*INFORMATION SUPPLIED*.
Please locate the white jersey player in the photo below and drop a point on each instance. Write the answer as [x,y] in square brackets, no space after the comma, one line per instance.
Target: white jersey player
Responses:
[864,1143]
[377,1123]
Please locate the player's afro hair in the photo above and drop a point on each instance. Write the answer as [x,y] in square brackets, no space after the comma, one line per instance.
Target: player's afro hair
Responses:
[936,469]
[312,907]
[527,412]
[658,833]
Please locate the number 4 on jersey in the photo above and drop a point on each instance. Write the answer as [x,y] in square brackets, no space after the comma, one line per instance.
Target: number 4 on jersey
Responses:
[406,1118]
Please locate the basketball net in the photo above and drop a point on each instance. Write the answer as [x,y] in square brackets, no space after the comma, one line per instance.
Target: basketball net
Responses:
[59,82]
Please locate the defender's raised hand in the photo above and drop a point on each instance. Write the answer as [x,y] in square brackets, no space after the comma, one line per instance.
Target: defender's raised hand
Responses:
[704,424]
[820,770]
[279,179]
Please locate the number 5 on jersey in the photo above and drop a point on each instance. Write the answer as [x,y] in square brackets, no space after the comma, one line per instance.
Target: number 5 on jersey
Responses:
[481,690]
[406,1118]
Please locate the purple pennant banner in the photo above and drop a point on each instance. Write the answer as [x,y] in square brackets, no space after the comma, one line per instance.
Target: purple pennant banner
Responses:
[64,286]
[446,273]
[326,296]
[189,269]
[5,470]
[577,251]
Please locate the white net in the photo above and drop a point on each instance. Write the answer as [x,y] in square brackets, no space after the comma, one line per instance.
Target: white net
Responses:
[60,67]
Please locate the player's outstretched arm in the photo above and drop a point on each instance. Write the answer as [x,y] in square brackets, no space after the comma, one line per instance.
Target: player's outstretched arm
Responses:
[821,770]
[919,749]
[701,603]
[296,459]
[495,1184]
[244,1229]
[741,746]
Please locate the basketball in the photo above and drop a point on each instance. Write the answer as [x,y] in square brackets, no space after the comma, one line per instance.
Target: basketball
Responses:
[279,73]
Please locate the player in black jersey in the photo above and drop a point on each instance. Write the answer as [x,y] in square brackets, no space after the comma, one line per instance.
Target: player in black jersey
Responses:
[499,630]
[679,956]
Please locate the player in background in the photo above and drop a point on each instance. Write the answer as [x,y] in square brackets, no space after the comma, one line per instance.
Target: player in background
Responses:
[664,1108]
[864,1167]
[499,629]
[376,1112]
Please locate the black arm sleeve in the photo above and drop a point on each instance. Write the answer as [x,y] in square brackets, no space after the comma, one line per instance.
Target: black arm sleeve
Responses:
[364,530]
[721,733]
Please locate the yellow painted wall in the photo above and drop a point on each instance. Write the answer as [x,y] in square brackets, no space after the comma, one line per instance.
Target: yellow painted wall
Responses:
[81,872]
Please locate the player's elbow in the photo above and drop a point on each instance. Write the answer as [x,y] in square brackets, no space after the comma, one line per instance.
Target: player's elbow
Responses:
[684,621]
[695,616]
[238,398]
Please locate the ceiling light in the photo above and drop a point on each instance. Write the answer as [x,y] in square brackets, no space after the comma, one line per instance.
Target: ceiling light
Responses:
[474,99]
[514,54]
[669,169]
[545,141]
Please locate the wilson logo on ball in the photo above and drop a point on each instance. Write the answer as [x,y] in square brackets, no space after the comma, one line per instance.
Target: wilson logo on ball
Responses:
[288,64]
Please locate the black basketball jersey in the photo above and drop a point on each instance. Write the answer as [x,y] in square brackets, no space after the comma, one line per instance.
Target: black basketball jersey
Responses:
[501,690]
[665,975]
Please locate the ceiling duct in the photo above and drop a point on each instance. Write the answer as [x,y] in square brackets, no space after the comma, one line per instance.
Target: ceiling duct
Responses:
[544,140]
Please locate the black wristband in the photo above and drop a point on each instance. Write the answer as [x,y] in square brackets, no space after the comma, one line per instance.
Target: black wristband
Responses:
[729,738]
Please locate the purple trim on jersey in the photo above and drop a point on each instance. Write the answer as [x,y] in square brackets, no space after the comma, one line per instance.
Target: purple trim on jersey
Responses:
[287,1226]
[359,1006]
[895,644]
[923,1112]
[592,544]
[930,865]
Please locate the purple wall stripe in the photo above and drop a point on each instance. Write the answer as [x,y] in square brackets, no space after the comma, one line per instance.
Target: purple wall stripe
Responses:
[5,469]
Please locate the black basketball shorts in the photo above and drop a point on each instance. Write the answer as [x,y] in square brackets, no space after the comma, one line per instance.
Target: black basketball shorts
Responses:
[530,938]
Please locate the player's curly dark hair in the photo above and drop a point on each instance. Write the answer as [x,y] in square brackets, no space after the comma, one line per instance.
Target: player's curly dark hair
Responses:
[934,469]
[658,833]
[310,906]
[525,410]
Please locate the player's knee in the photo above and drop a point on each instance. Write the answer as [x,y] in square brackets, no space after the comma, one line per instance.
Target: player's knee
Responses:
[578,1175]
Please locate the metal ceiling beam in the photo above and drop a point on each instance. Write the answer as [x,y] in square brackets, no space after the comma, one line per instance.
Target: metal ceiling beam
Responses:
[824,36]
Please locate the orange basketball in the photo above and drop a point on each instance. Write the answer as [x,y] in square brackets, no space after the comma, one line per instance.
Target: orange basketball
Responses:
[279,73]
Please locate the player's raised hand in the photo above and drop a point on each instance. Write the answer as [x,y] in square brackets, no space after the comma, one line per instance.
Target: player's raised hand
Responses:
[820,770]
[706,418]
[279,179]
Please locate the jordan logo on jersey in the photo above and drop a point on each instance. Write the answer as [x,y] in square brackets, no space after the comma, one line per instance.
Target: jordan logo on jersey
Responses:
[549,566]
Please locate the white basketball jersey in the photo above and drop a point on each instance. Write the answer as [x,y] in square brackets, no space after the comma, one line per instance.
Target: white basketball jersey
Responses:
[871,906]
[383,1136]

*GOAL OF THE EXERCISE*. Every entry above should come back exactly as written.

*SOLUTION BELOW*.
Please locate the white jersey player in the photo below and drop a point on each instance. Write the answer as [x,y] in square brackets, no space after the comma, one line per instance.
Target: white jersey player
Responses:
[864,1143]
[377,1123]
Please locate the player's afro hair in the photo above and drop a point on each instance. Write the answer as [x,y] in square brackets, no space after the comma, one line per instance.
Target: player's afro hair
Responses:
[936,469]
[312,907]
[527,412]
[658,833]
Please locate the number 4 on jersey in the photo above and drop a point on each instance. Write the answer as [x,y] in square brackets, no space after the comma, one line per instance.
Target: number 4 on jersey
Responses:
[406,1118]
Please locate the basketball net in the photo above and drop a point on each instance. Write the answer as [x,y] in square brackets, no space after the comma, one line per instance.
Target: basketball net
Responses:
[59,82]
Please locate the defender's raised hand in the photo above and drop a point on each instance. Write the answer as [x,y] in square brackets, no space after the comma, one line per instance.
Target: defender's raised hand
Responses:
[704,424]
[820,770]
[279,179]
Please locate the number 5 on jersey in the photo above and drop a point on each instance. Write the answer as [x,y] in square brackets, no space after the comma, one line per instance.
Target: number 5 on jersey
Responses:
[481,690]
[406,1118]
Please locate the purple pennant banner in the photo above and drop a point on each instance. Write the answer as [x,y] in square brackets, no space after the comma, one line per instance.
Target: purple pennant banner
Responses:
[64,286]
[446,273]
[326,296]
[189,269]
[5,470]
[577,251]
Please locate the white net in the photo above and drop a point on each instance. Write the answer as [x,y] in square brackets, no space after the comma, one line per instance.
Target: white net
Responses:
[60,67]
Please locate the player's outstretched arm in the photo above and drop a point on each instance. Write the answer as [x,y] in square brackets, no space after the comma, one line per instance.
Target: player's outstretched arm
Responses:
[821,770]
[919,749]
[701,603]
[296,459]
[495,1184]
[244,1229]
[741,746]
Please locate the basketball in the photo above and drop a point on each instance. Write the answer as [x,y] in square brackets, no space after the comma, one line per instance.
Target: basketball
Responses:
[279,73]
Please locate the player in black jersey in the photo above and drop a point on each instance. Write the answer as [x,y] in square brackets, no space after the comma, one line per instance.
Target: player in black jersey
Responses:
[499,630]
[679,956]
Please locate the player in background in the photo above and drop a point on each instance. Write the answer as [x,y] in square brackets, no space after the comma, one line per instance.
Target: player in background
Responses:
[664,1108]
[864,1167]
[499,629]
[376,1112]
Please locate the black arm sleeve in the photo above and drop a point on each instance. Write the answer as [x,y] in square brackets, no space after the comma, one line per instance.
Target: black arm sleeve
Responses:
[364,530]
[721,733]
Please locate the yellow painted wall in the photo above and drop a point on each instance. Write the answer as [x,y] in square brackets, no space after the comma, one line per instance.
Target: yellow painted wall
Responses:
[81,872]
Please locate the player's elbow in the photo above and drop a point on each instance. Write the answer as [x,y] in square brackets, no space after the comma, one line per instance.
Target: player's elbow
Responses:
[684,621]
[695,616]
[238,398]
Please locate the ceiling light in the photo above and drop a point on each instance. Write the answer as [x,y] in square brackets, no space after the comma, one line per instance.
Target: ceiling light
Responses:
[474,99]
[514,54]
[669,169]
[545,141]
Please locate the wilson logo on ball in the photo above and drop a point on each instance. Write the answer as [x,y] in square brackets, no space after the comma, one line per instance.
Target: wilson logo on ball
Responses:
[288,64]
Please locate the black basketball jersey in the photo above and drop a point on each instance. Write the answer as [x,y] in square brackets, no space after the comma, one line per instance.
Target: black basketball jersey
Responses:
[501,690]
[665,975]
Please locate the ceiling duct in the photo above and drop a point on each instance. Write the answer as [x,y] in square brackets, no space after the comma, one line per instance.
Target: ceiling duct
Responses:
[544,140]
Please locate the black wristband in the photo above and drop a point on each instance. Write the answer as [x,y] in square brackets, no space after the comma, one line per instance.
Target: black wristband
Responses:
[729,738]
Please locate the purple trim on jersey in the photo above and drop a point on each instance. Write the answer as [x,y] in square brackets, no space after the comma, one line per instance.
Target: purple trim on jersey
Responses:
[287,1226]
[359,1006]
[895,644]
[923,1112]
[592,544]
[930,865]
Please locate the purple wall stripe in the photo above and drop a point on each instance. Write the answer as [x,y] in square brackets, no space after the comma, one line per instance.
Target: purple wall stripe
Responses:
[5,469]
Please locate the black basketball shorts in the photo above and drop a point on each instance. Write the answer as [x,y] in square brackets, no space after the comma, one line per instance.
Target: black basketball shorts
Responses:
[530,938]
Please locate the player's curly dark hair in the photo above and drop a point on each instance. Write the answer as [x,y] in square brackets, no space after the comma, one line per instance.
Target: player's curly dark hair
Responses:
[934,469]
[658,833]
[310,906]
[525,410]
Please locate the player's knee in the photo above and drop a point on each instance. Write the answer as [x,y] in square brackets, no space after the comma, one line per instance.
Target: player's knee
Responses:
[578,1175]
Please locate the metal ceiling beam in the photo above and drop a point on each instance. Write the answer as [x,y] in square brackets, no space after the comma, one line per instance.
Target: metal ceiling beam
Responses:
[824,36]
Please locate the orange basketball in the photo above and drop a point on each instance. Write the answer as [x,y] in square brackets, no space after the comma, one line per instance.
Target: orange basketball
Responses:
[279,73]
Please locate the player's raised hand in the photo above and drop a point on each instance. Write the answer as [x,y] in square brackets, no space after the comma, one line per instance.
Target: player's raised hand
Responses:
[820,770]
[706,418]
[279,179]
Please locate the jordan logo on jersey in the photo above and drop a point on each instance. Write the answer as [x,y] in square brackets, no space after the comma, one line per instance.
Target: jordan logo on jersey
Responses:
[549,566]
Please locate the white basketball jersey in the photo above and drop a point on each instance. Write the answer as [x,y] in square brackets, no space after the comma, one line per instance.
Target: white basketball jersey
Responses:
[871,906]
[383,1136]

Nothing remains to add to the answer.